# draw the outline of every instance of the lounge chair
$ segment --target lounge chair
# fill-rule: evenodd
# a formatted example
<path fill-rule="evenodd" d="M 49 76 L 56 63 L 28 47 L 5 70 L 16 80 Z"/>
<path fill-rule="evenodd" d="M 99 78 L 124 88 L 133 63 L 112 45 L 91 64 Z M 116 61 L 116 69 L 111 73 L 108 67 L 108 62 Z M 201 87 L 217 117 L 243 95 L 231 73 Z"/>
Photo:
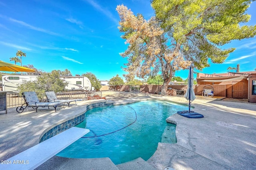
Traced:
<path fill-rule="evenodd" d="M 54 108 L 56 111 L 56 107 L 59 105 L 63 104 L 61 102 L 40 102 L 34 91 L 27 91 L 22 93 L 22 97 L 25 101 L 25 103 L 21 106 L 19 106 L 16 109 L 17 112 L 22 113 L 27 107 L 31 107 L 36 109 L 37 112 L 37 108 L 39 107 L 45 107 L 52 106 Z M 26 107 L 23 107 L 23 105 L 26 104 Z"/>
<path fill-rule="evenodd" d="M 105 100 L 106 100 L 106 97 L 101 97 L 100 96 L 98 95 L 97 95 L 96 94 L 94 95 L 93 95 L 93 98 L 94 99 L 104 99 Z"/>
<path fill-rule="evenodd" d="M 59 99 L 57 98 L 56 95 L 54 91 L 45 91 L 45 95 L 46 96 L 47 100 L 49 102 L 61 102 L 65 105 L 65 103 L 68 103 L 68 105 L 69 107 L 69 104 L 70 102 L 74 101 L 76 102 L 76 101 L 78 100 L 81 100 L 81 99 Z"/>

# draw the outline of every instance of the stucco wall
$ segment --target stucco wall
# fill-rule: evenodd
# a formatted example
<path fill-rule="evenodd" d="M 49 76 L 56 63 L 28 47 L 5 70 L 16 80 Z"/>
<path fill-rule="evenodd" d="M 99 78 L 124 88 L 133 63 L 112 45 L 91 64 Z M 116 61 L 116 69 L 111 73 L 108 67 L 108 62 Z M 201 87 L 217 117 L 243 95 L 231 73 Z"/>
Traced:
<path fill-rule="evenodd" d="M 248 93 L 249 95 L 249 102 L 256 103 L 256 95 L 252 95 L 252 81 L 256 81 L 256 74 L 252 74 L 249 77 L 249 89 Z"/>

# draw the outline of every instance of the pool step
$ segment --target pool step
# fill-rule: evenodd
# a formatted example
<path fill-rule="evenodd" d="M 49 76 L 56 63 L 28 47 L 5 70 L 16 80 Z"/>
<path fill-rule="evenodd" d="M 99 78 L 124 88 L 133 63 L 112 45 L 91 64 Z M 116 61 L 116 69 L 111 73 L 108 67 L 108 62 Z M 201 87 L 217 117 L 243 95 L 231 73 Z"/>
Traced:
<path fill-rule="evenodd" d="M 141 158 L 116 165 L 116 166 L 120 170 L 156 170 Z"/>

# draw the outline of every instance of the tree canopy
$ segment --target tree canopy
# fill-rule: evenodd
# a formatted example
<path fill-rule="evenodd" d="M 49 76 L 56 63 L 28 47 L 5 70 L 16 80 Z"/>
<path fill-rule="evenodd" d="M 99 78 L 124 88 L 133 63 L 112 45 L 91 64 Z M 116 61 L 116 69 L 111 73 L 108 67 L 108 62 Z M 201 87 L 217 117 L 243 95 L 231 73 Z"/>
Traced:
<path fill-rule="evenodd" d="M 123 85 L 124 82 L 122 79 L 117 74 L 116 77 L 113 77 L 109 80 L 108 84 L 110 85 Z"/>
<path fill-rule="evenodd" d="M 16 53 L 16 56 L 18 57 L 19 56 L 20 57 L 20 66 L 22 66 L 22 60 L 21 59 L 21 57 L 25 57 L 26 56 L 27 54 L 25 53 L 23 51 L 22 51 L 21 50 L 18 50 L 17 51 L 17 53 Z"/>
<path fill-rule="evenodd" d="M 184 81 L 182 78 L 180 76 L 177 76 L 177 77 L 174 76 L 174 77 L 173 77 L 172 78 L 172 81 L 174 81 L 175 80 L 176 81 Z"/>
<path fill-rule="evenodd" d="M 43 70 L 42 70 L 40 69 L 37 69 L 37 68 L 35 68 L 32 64 L 28 64 L 27 65 L 23 65 L 23 67 L 28 68 L 29 69 L 33 69 L 35 71 L 34 72 L 26 72 L 26 74 L 28 75 L 32 75 L 35 74 L 38 74 L 41 75 L 42 75 L 44 73 L 46 73 L 46 72 Z"/>
<path fill-rule="evenodd" d="M 82 75 L 82 76 L 84 76 L 87 77 L 91 82 L 92 87 L 94 87 L 94 89 L 97 90 L 100 90 L 101 88 L 100 85 L 100 81 L 99 81 L 96 76 L 94 74 L 90 72 L 87 72 Z"/>
<path fill-rule="evenodd" d="M 126 81 L 125 84 L 126 85 L 143 85 L 144 83 L 144 81 L 142 80 L 140 80 L 137 79 L 134 79 L 130 81 Z"/>
<path fill-rule="evenodd" d="M 63 71 L 60 70 L 56 70 L 56 71 L 59 73 L 61 76 L 72 76 L 72 74 L 71 74 L 70 71 L 67 69 Z"/>
<path fill-rule="evenodd" d="M 16 63 L 20 63 L 21 62 L 21 61 L 20 59 L 17 57 L 14 57 L 12 58 L 10 58 L 10 61 L 14 61 L 14 63 L 15 64 L 15 65 L 16 65 Z"/>
<path fill-rule="evenodd" d="M 162 75 L 156 75 L 150 76 L 147 80 L 148 85 L 162 85 L 164 83 L 164 79 Z"/>
<path fill-rule="evenodd" d="M 129 44 L 121 54 L 128 60 L 124 76 L 129 80 L 160 72 L 164 95 L 176 71 L 190 65 L 202 70 L 210 66 L 209 61 L 222 63 L 235 49 L 222 45 L 256 34 L 256 26 L 244 24 L 250 20 L 246 11 L 252 1 L 153 0 L 155 16 L 148 21 L 118 6 L 119 29 Z"/>

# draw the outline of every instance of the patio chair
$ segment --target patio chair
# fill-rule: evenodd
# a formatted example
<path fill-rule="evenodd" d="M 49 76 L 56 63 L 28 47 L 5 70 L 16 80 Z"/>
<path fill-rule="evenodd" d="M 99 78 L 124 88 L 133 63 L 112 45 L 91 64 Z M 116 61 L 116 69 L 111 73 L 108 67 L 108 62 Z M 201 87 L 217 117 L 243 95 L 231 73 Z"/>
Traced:
<path fill-rule="evenodd" d="M 212 96 L 213 97 L 213 91 L 214 89 L 213 87 L 207 85 L 204 87 L 203 88 L 203 91 L 202 92 L 202 96 L 208 97 L 208 96 Z"/>
<path fill-rule="evenodd" d="M 37 108 L 39 107 L 44 107 L 46 106 L 49 107 L 52 106 L 54 108 L 56 111 L 56 108 L 59 105 L 63 104 L 61 102 L 40 102 L 34 91 L 27 91 L 22 93 L 22 97 L 24 99 L 25 103 L 21 106 L 19 106 L 16 109 L 16 111 L 19 113 L 22 113 L 27 107 L 31 107 L 36 109 L 37 112 Z M 26 107 L 23 107 L 23 105 L 26 105 Z"/>
<path fill-rule="evenodd" d="M 105 100 L 106 100 L 106 97 L 101 97 L 98 95 L 97 95 L 96 94 L 95 94 L 94 95 L 93 98 L 94 98 L 94 99 L 104 99 Z"/>
<path fill-rule="evenodd" d="M 54 91 L 45 91 L 45 95 L 46 96 L 47 100 L 49 102 L 61 102 L 65 105 L 65 103 L 68 103 L 68 107 L 69 107 L 69 104 L 70 102 L 74 101 L 76 102 L 76 101 L 81 100 L 81 99 L 59 99 L 57 98 L 57 96 Z"/>

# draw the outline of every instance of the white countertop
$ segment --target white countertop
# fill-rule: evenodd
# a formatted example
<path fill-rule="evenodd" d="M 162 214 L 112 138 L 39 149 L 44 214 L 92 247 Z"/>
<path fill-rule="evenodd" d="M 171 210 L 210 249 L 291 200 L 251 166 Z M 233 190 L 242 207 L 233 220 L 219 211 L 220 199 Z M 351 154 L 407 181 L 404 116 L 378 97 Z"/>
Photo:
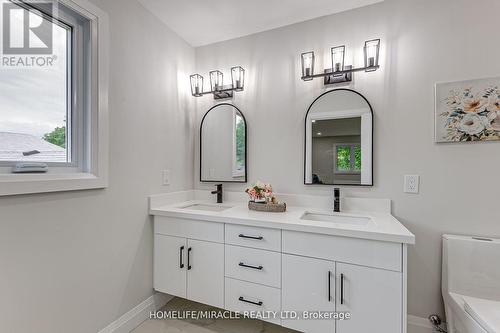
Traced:
<path fill-rule="evenodd" d="M 284 213 L 251 211 L 247 203 L 224 202 L 222 206 L 231 207 L 221 212 L 200 211 L 183 208 L 193 204 L 214 205 L 204 200 L 190 200 L 174 204 L 152 206 L 151 215 L 196 219 L 210 222 L 240 224 L 255 227 L 310 232 L 334 236 L 371 239 L 386 242 L 415 244 L 415 236 L 394 216 L 385 212 L 343 211 L 339 215 L 369 217 L 367 225 L 342 224 L 333 222 L 302 220 L 306 212 L 334 214 L 331 210 L 308 209 L 287 206 Z"/>

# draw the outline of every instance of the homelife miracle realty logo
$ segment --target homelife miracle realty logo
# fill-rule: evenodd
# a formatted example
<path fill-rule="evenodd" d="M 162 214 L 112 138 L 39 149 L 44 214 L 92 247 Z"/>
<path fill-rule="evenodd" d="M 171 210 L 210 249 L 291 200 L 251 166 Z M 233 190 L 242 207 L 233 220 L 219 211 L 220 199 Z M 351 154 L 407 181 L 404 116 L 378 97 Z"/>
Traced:
<path fill-rule="evenodd" d="M 1 67 L 52 66 L 56 60 L 53 55 L 54 3 L 47 0 L 0 1 Z"/>

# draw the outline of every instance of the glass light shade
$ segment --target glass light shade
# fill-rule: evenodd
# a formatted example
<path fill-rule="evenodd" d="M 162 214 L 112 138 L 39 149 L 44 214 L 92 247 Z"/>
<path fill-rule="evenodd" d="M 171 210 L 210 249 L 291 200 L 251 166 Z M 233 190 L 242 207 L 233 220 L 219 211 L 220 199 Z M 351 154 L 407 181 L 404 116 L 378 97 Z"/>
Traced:
<path fill-rule="evenodd" d="M 309 81 L 314 75 L 314 52 L 302 53 L 302 80 Z"/>
<path fill-rule="evenodd" d="M 233 89 L 242 91 L 245 87 L 245 70 L 241 66 L 231 68 L 231 79 L 233 81 Z"/>
<path fill-rule="evenodd" d="M 203 95 L 203 76 L 200 74 L 193 74 L 191 79 L 191 95 L 200 97 Z"/>
<path fill-rule="evenodd" d="M 332 47 L 332 73 L 344 70 L 345 45 Z"/>
<path fill-rule="evenodd" d="M 380 39 L 365 42 L 365 67 L 367 72 L 376 71 L 378 68 L 380 52 Z"/>
<path fill-rule="evenodd" d="M 210 72 L 210 89 L 212 92 L 219 91 L 224 86 L 224 75 L 221 71 Z"/>

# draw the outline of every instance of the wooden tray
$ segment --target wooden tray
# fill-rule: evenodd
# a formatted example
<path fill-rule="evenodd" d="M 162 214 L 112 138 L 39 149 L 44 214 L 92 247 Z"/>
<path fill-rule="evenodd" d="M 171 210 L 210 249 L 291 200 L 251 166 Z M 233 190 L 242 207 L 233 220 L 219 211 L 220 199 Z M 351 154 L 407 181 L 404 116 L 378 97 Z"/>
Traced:
<path fill-rule="evenodd" d="M 286 203 L 272 204 L 249 201 L 248 209 L 258 212 L 283 213 L 286 212 Z"/>

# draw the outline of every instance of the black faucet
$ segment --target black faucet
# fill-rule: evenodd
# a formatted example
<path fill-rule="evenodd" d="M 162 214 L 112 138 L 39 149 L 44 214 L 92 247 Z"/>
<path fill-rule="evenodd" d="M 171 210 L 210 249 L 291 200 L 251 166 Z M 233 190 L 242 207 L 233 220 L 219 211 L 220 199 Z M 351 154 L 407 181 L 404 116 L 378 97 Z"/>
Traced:
<path fill-rule="evenodd" d="M 339 188 L 333 189 L 333 196 L 334 196 L 333 211 L 336 213 L 339 213 L 340 212 L 340 189 Z"/>
<path fill-rule="evenodd" d="M 217 191 L 212 191 L 212 194 L 217 194 L 217 203 L 222 203 L 222 184 L 215 186 L 217 186 Z"/>

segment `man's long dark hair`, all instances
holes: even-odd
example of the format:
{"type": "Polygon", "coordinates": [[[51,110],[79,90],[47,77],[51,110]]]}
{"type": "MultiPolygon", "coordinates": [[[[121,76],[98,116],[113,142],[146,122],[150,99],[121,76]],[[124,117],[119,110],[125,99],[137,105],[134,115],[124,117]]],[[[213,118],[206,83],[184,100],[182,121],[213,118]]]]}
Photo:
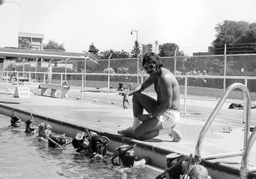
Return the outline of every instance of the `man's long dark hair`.
{"type": "Polygon", "coordinates": [[[160,61],[159,56],[154,52],[147,53],[142,59],[142,66],[148,62],[149,64],[156,64],[158,68],[163,66],[163,64],[160,61]]]}

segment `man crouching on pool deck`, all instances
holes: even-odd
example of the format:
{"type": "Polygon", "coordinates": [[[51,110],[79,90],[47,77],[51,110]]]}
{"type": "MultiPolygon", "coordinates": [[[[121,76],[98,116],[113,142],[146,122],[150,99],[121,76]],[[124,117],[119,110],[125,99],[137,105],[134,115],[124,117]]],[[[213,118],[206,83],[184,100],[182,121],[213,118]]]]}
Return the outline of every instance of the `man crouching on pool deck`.
{"type": "Polygon", "coordinates": [[[163,68],[163,64],[154,53],[145,55],[142,65],[149,74],[148,78],[127,92],[123,99],[123,107],[126,109],[129,105],[128,96],[133,95],[133,125],[117,132],[142,141],[168,134],[172,141],[178,142],[181,134],[176,126],[180,119],[178,81],[168,69],[163,68]],[[152,84],[157,95],[157,100],[142,93],[152,84]],[[148,114],[143,114],[144,109],[148,114]]]}

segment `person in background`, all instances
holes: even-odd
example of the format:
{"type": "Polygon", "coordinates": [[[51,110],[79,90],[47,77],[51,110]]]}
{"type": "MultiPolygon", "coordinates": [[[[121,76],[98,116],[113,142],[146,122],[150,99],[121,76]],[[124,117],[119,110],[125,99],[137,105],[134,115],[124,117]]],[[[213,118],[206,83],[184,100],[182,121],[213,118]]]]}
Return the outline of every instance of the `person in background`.
{"type": "Polygon", "coordinates": [[[206,168],[201,165],[190,166],[188,174],[180,176],[180,179],[212,179],[206,168]]]}
{"type": "Polygon", "coordinates": [[[17,80],[17,70],[15,69],[14,67],[13,67],[13,72],[11,74],[9,80],[10,81],[15,80],[17,80]]]}
{"type": "Polygon", "coordinates": [[[50,140],[48,140],[48,147],[58,147],[67,144],[67,139],[65,137],[65,134],[53,134],[50,133],[49,135],[50,140]]]}
{"type": "Polygon", "coordinates": [[[38,126],[38,141],[48,141],[48,137],[51,133],[52,127],[47,123],[41,123],[38,126]]]}
{"type": "Polygon", "coordinates": [[[11,126],[18,128],[21,126],[21,119],[17,115],[13,115],[11,118],[11,126]]]}
{"type": "Polygon", "coordinates": [[[50,63],[48,64],[48,83],[50,83],[51,77],[53,75],[53,67],[51,66],[50,63]]]}
{"type": "Polygon", "coordinates": [[[35,134],[37,132],[37,129],[38,128],[38,123],[35,123],[35,120],[32,119],[28,120],[25,123],[25,132],[28,134],[35,134]]]}
{"type": "Polygon", "coordinates": [[[133,96],[133,124],[126,129],[117,131],[123,136],[138,140],[147,140],[168,134],[171,140],[178,142],[181,134],[176,124],[180,120],[179,86],[175,77],[160,62],[158,56],[150,52],[145,55],[142,65],[148,78],[127,92],[123,99],[123,107],[127,108],[128,97],[133,96]],[[142,93],[154,86],[157,99],[142,93]],[[145,110],[148,114],[143,114],[145,110]]]}

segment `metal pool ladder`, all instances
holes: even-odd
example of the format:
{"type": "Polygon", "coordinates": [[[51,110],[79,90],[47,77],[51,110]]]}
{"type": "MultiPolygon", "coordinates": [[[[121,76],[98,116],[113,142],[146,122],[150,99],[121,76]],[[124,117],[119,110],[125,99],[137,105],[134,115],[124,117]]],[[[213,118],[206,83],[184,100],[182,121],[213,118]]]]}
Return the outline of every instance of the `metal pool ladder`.
{"type": "Polygon", "coordinates": [[[242,156],[241,168],[240,168],[240,177],[241,179],[246,179],[249,172],[256,171],[256,168],[250,169],[247,168],[248,162],[247,159],[250,154],[251,147],[253,146],[256,140],[256,129],[254,129],[252,133],[249,136],[250,132],[250,123],[251,123],[251,95],[248,89],[242,83],[236,83],[231,84],[224,92],[220,101],[212,111],[211,115],[208,118],[205,125],[201,129],[201,132],[197,138],[196,150],[195,150],[195,161],[198,164],[203,160],[210,160],[215,159],[223,159],[227,157],[242,156]],[[201,156],[201,146],[203,140],[209,126],[212,125],[218,111],[221,108],[224,103],[228,94],[233,90],[239,88],[243,91],[245,105],[243,108],[243,121],[245,122],[245,132],[244,132],[244,142],[243,149],[236,152],[223,153],[218,154],[213,154],[209,156],[201,156]]]}

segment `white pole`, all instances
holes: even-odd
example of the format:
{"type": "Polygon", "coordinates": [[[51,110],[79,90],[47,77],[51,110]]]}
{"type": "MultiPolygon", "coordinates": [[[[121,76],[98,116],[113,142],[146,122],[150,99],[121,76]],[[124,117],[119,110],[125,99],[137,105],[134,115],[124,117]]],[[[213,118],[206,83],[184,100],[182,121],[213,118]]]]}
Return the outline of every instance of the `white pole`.
{"type": "Polygon", "coordinates": [[[185,86],[184,86],[184,114],[187,114],[187,77],[185,77],[185,86]]]}
{"type": "Polygon", "coordinates": [[[177,55],[177,50],[178,48],[176,47],[175,49],[175,53],[174,54],[174,75],[176,74],[176,70],[177,70],[177,68],[176,68],[176,65],[177,65],[177,58],[176,58],[176,55],[177,55]]]}
{"type": "Polygon", "coordinates": [[[110,58],[112,53],[108,56],[108,99],[107,103],[109,103],[109,88],[110,88],[110,58]]]}
{"type": "Polygon", "coordinates": [[[225,47],[224,47],[224,83],[223,83],[223,90],[224,90],[224,92],[225,92],[226,90],[226,65],[227,65],[227,56],[226,56],[226,53],[227,53],[227,44],[225,44],[225,47]]]}

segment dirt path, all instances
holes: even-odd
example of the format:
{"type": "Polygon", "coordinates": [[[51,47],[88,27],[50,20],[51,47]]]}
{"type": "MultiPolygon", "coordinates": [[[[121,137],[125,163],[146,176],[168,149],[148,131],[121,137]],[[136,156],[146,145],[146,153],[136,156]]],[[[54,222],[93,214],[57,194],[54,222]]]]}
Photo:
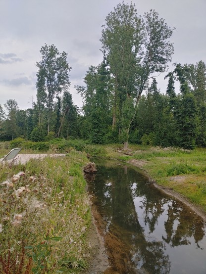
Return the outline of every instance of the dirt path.
{"type": "MultiPolygon", "coordinates": [[[[128,161],[128,163],[133,166],[141,168],[147,174],[147,171],[144,169],[144,163],[146,163],[146,161],[142,160],[132,159],[130,161],[128,161]]],[[[174,182],[175,182],[179,180],[182,179],[182,177],[173,177],[171,179],[174,181],[174,182]]],[[[202,217],[205,222],[206,222],[206,213],[203,211],[203,210],[200,206],[194,205],[188,198],[183,196],[181,194],[174,191],[171,188],[159,185],[155,182],[153,178],[150,178],[150,179],[155,187],[160,189],[166,194],[170,195],[170,196],[176,198],[176,199],[178,199],[179,200],[184,203],[188,207],[190,207],[191,209],[191,210],[193,210],[196,214],[202,217]]]]}

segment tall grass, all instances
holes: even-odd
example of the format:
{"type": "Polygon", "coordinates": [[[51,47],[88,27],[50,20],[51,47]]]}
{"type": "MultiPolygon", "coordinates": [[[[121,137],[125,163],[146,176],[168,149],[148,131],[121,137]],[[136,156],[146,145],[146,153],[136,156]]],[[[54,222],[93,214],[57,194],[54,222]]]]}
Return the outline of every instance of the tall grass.
{"type": "Polygon", "coordinates": [[[1,164],[0,273],[7,273],[4,264],[11,274],[20,264],[22,274],[28,266],[30,273],[78,273],[86,267],[91,216],[82,167],[87,162],[85,154],[73,151],[1,164]]]}

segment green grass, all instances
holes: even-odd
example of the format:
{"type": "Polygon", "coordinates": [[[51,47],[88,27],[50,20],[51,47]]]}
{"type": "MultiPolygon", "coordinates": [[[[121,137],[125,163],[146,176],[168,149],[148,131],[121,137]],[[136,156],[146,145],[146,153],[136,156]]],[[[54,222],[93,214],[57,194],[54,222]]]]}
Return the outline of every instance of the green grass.
{"type": "Polygon", "coordinates": [[[66,157],[1,164],[0,273],[6,273],[3,262],[16,274],[27,273],[26,267],[28,273],[79,273],[87,267],[91,214],[82,167],[87,162],[85,153],[73,150],[66,157]],[[19,172],[24,175],[12,182],[19,172]]]}

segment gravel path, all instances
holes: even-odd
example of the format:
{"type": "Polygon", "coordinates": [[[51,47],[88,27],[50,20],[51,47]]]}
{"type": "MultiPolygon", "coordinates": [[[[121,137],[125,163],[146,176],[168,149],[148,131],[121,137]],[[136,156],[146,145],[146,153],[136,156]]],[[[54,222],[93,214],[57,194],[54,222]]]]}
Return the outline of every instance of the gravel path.
{"type": "MultiPolygon", "coordinates": [[[[47,156],[49,157],[58,157],[58,156],[65,156],[65,154],[18,154],[14,159],[9,160],[7,161],[7,162],[9,163],[11,161],[15,160],[17,163],[21,163],[22,164],[25,164],[30,159],[36,158],[36,159],[42,159],[47,156]]],[[[0,159],[0,162],[1,162],[3,158],[0,159]]]]}

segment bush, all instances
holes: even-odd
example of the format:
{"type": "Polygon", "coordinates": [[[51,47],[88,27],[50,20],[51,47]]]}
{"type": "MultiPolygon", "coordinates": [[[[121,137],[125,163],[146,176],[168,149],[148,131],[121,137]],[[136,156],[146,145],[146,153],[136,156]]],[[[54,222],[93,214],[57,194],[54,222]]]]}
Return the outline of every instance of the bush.
{"type": "Polygon", "coordinates": [[[44,136],[40,128],[35,128],[31,133],[30,139],[33,142],[41,142],[44,140],[44,136]]]}
{"type": "Polygon", "coordinates": [[[28,141],[25,143],[24,148],[32,149],[33,150],[39,150],[41,151],[47,151],[50,149],[50,145],[47,142],[31,142],[28,141]]]}
{"type": "Polygon", "coordinates": [[[23,146],[23,144],[25,142],[23,138],[16,138],[10,142],[10,147],[11,148],[15,148],[16,147],[21,147],[23,146]]]}
{"type": "Polygon", "coordinates": [[[45,136],[44,138],[44,140],[46,141],[50,141],[50,140],[52,140],[54,138],[55,138],[55,132],[53,132],[53,131],[51,131],[49,133],[49,134],[48,135],[47,135],[47,136],[45,136]]]}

***

**REQUIRED WORK:** From the line holding "segment bush, all instances" through the last line above, reproduce each line exactly and add nothing.

**SOLUTION TO THE EXERCISE:**
segment bush, all instances
holes: even-odd
example of the format:
{"type": "Polygon", "coordinates": [[[51,47],[88,27],[50,20],[51,47]]]}
{"type": "MultiPolygon", "coordinates": [[[[121,137],[125,163],[146,176],[168,149],[148,131],[121,137]],[[136,156],[146,145],[146,153],[136,156]]],[[[54,222],[93,214],[57,194],[54,222]]]]}
Return the outline of every instance of the bush.
{"type": "Polygon", "coordinates": [[[44,136],[40,128],[35,128],[31,133],[30,139],[33,142],[41,142],[44,140],[44,136]]]}
{"type": "Polygon", "coordinates": [[[28,141],[25,143],[24,148],[32,149],[33,150],[39,150],[41,151],[47,151],[50,149],[50,145],[47,142],[31,142],[28,141]]]}
{"type": "Polygon", "coordinates": [[[23,146],[23,144],[25,142],[23,138],[16,138],[10,142],[10,147],[11,148],[15,148],[16,147],[21,147],[23,146]]]}
{"type": "Polygon", "coordinates": [[[45,136],[44,138],[44,140],[46,141],[50,141],[50,140],[52,140],[54,138],[55,138],[55,132],[53,132],[53,131],[51,131],[49,133],[49,134],[48,135],[47,135],[47,136],[45,136]]]}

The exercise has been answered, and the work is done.